**What this task involves:** Return every line of the entries that includes the word "jacket".

________

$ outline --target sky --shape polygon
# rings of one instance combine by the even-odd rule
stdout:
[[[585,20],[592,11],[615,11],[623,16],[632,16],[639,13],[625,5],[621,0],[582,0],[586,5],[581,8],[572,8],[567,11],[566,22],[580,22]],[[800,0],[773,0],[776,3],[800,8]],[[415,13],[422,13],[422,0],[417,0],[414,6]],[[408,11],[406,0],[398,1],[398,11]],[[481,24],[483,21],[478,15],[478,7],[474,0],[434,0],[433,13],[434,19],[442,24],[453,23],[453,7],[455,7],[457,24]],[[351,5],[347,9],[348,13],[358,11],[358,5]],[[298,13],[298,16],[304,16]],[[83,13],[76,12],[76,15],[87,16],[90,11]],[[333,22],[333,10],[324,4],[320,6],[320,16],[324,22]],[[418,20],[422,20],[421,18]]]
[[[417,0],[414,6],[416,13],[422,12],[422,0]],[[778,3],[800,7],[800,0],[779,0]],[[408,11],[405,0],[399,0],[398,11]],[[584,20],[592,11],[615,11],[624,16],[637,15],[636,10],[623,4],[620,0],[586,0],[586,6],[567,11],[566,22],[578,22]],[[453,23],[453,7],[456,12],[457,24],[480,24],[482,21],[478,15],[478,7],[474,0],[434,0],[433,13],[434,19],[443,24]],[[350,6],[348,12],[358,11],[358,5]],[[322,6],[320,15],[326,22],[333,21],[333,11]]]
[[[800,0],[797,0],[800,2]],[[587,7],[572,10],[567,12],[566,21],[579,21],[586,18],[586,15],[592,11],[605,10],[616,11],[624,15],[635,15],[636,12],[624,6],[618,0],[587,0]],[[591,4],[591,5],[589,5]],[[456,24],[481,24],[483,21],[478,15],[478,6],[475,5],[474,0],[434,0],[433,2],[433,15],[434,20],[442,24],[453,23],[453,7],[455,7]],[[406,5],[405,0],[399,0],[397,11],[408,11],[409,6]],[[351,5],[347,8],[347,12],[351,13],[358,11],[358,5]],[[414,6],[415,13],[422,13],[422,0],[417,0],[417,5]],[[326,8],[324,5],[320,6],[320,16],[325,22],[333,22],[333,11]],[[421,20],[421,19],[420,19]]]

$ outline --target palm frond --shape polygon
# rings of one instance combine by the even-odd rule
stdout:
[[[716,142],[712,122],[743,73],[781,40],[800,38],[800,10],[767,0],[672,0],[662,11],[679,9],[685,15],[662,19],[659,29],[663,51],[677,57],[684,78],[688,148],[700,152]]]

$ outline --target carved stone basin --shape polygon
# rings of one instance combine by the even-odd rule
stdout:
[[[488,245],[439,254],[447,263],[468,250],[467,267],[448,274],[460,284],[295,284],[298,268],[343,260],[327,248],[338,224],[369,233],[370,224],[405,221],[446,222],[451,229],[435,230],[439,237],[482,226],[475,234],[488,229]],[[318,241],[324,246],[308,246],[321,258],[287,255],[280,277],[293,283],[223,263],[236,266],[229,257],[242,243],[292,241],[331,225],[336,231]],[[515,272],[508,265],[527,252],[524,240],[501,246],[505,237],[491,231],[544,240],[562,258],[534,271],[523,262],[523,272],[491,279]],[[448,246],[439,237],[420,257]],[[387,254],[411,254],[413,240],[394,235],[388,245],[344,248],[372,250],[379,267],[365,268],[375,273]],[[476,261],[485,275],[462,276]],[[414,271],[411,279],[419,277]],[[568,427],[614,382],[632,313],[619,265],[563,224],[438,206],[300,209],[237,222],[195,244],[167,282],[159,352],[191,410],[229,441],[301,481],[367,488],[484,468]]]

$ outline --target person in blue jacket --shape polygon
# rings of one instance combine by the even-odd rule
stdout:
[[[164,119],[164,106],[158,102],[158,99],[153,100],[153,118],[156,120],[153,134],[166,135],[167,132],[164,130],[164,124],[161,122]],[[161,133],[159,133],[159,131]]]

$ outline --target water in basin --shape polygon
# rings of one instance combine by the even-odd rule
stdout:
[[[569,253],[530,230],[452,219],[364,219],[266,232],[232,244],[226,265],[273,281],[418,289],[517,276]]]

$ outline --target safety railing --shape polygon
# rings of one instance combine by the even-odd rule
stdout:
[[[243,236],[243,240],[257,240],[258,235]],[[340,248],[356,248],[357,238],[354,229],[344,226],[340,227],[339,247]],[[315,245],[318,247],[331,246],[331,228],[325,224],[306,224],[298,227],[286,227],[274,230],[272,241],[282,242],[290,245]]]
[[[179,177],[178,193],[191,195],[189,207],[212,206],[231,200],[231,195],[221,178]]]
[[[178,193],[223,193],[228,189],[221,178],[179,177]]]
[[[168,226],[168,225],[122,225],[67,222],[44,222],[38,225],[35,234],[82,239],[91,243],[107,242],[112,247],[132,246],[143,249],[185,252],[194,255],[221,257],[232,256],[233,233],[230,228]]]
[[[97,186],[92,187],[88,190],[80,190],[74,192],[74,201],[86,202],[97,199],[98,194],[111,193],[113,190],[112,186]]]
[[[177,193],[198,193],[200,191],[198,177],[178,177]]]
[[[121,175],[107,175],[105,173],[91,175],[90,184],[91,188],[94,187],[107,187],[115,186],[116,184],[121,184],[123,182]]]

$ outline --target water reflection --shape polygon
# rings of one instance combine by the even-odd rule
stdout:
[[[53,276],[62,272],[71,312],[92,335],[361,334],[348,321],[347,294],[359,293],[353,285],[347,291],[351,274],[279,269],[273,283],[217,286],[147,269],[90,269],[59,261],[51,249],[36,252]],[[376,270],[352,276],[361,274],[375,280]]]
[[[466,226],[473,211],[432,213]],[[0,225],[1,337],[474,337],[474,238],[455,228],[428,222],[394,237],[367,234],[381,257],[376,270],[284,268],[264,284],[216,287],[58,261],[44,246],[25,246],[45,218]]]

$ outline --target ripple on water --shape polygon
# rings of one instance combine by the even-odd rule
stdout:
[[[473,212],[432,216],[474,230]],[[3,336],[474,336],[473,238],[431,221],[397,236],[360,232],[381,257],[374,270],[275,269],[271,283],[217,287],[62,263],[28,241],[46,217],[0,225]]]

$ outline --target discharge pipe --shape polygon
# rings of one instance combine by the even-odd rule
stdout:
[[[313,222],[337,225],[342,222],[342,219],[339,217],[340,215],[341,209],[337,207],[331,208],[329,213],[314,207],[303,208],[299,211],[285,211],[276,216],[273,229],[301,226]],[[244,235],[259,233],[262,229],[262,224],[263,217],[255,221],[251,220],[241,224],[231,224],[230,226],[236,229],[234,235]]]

________

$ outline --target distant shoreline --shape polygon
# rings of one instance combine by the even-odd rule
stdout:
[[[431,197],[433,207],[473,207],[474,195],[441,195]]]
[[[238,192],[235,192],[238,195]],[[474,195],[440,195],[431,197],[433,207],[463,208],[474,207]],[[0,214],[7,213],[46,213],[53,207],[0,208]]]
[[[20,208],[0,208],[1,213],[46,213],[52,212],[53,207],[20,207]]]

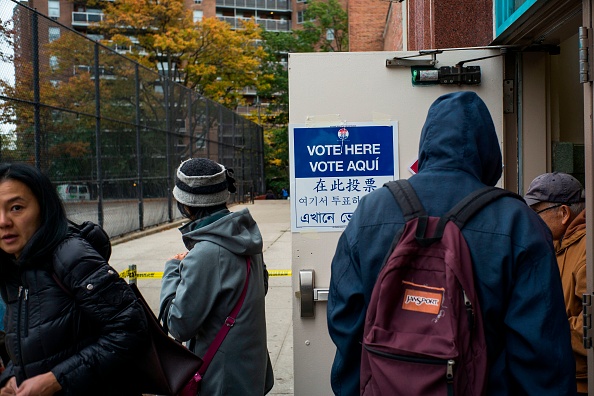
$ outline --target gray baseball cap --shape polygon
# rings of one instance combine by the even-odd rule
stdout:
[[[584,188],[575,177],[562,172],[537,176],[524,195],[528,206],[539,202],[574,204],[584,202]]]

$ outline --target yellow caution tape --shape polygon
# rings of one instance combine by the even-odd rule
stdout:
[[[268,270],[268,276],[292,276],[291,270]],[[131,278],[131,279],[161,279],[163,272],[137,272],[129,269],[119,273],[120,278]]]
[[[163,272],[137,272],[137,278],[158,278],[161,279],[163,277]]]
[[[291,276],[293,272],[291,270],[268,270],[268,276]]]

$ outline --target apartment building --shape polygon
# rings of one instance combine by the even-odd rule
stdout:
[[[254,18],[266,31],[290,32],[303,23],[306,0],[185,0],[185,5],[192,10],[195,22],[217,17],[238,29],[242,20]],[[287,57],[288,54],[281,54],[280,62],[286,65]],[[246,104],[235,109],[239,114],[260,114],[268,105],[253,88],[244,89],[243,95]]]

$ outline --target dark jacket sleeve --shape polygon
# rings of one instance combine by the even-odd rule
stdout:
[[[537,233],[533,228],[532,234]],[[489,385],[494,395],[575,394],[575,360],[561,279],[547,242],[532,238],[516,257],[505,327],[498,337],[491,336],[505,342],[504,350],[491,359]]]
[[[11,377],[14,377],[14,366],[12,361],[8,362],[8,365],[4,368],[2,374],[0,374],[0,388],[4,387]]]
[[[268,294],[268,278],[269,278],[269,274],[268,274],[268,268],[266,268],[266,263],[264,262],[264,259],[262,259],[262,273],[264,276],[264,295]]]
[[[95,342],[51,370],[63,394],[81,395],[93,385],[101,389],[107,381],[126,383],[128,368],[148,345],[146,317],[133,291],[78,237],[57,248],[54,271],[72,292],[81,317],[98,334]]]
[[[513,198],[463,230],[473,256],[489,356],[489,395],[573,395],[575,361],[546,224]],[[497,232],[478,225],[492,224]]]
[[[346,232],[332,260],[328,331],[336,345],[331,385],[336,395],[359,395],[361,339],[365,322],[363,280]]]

________

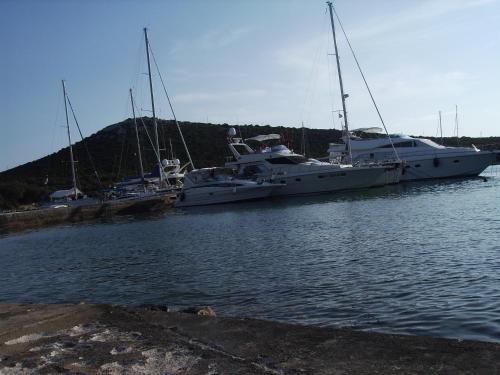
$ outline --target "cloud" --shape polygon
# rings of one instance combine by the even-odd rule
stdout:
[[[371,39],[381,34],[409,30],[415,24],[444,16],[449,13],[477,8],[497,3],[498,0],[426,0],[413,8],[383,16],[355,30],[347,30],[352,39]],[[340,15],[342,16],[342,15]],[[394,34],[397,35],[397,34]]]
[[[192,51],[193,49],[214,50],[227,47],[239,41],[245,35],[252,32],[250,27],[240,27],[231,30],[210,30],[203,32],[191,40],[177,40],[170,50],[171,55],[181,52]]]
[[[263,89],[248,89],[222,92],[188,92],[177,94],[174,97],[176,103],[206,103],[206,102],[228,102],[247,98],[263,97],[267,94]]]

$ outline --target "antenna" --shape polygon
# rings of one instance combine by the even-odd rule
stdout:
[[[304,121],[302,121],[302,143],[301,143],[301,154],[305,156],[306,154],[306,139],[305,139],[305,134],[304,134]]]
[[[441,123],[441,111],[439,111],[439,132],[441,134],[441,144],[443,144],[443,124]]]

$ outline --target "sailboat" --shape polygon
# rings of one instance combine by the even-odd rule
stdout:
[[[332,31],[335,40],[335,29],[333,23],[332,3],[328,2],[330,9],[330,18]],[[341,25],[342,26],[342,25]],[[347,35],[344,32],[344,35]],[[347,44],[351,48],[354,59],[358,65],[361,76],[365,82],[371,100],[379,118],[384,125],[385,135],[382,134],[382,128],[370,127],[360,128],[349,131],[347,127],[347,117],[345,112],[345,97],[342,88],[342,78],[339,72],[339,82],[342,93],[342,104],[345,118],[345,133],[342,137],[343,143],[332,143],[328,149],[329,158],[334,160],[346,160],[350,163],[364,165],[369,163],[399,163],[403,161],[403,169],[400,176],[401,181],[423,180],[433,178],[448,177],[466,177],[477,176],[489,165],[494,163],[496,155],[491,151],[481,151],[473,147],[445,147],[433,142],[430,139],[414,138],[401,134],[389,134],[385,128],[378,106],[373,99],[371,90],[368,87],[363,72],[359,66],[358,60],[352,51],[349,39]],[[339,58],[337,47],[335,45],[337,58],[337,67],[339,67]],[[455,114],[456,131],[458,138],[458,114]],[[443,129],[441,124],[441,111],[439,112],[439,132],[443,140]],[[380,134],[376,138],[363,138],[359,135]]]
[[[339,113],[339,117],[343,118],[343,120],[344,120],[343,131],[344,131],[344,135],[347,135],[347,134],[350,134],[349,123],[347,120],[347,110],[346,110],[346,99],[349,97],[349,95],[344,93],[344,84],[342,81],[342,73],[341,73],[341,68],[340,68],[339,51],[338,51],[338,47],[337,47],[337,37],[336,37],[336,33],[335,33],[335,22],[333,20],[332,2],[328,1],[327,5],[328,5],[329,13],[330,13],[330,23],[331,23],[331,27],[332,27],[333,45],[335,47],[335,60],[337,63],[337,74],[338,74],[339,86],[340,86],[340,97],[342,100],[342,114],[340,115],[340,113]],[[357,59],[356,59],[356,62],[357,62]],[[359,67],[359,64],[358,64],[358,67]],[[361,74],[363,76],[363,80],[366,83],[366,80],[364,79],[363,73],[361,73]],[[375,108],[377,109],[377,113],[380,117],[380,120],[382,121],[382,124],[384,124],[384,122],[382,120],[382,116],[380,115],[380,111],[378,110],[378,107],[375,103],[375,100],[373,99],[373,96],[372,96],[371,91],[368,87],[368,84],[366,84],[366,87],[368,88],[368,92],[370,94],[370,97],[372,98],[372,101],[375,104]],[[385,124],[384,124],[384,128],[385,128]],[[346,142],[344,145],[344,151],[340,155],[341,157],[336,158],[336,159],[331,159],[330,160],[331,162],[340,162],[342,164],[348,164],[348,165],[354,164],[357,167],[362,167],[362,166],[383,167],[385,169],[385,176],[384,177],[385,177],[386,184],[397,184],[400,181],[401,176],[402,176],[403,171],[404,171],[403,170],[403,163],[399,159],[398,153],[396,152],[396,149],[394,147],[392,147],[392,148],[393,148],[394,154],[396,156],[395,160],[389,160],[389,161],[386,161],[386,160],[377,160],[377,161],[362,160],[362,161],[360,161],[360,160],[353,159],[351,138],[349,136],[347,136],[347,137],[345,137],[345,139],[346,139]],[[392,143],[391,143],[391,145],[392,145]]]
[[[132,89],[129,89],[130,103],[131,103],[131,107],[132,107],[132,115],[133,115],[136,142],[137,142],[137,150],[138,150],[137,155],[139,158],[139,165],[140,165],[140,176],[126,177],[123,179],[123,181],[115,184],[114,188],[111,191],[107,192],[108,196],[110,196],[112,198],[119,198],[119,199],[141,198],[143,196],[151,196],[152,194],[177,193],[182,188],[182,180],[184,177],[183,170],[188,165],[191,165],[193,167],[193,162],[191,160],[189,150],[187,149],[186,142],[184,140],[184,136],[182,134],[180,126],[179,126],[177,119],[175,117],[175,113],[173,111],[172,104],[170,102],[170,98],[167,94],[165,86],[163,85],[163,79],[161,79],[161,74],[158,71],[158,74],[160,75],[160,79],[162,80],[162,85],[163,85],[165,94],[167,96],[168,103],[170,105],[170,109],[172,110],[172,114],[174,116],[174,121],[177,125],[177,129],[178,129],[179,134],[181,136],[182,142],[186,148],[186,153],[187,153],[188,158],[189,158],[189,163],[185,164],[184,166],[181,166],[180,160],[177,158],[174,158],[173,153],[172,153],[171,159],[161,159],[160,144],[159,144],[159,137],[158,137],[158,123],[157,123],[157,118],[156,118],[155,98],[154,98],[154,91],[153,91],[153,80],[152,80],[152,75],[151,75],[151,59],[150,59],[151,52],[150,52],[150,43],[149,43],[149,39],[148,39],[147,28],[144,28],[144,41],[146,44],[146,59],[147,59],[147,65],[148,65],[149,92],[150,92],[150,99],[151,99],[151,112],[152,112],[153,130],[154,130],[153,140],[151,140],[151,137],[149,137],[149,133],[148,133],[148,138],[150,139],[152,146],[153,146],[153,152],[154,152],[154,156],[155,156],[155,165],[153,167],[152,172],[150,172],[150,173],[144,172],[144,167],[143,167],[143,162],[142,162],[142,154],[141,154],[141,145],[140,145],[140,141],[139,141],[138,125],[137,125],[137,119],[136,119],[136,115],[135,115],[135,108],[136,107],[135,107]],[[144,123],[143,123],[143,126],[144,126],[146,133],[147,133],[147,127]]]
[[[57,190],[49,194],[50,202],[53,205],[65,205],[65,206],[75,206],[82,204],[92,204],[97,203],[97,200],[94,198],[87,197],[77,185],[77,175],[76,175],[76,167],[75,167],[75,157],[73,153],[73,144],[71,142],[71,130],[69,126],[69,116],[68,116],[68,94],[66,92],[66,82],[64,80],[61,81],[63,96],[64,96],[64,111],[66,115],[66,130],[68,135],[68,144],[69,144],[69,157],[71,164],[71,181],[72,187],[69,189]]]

________

**Written solution:**
$ outline --target person in blue jacket --shape polygon
$ outline --target dark jacket sleeve --shape polygon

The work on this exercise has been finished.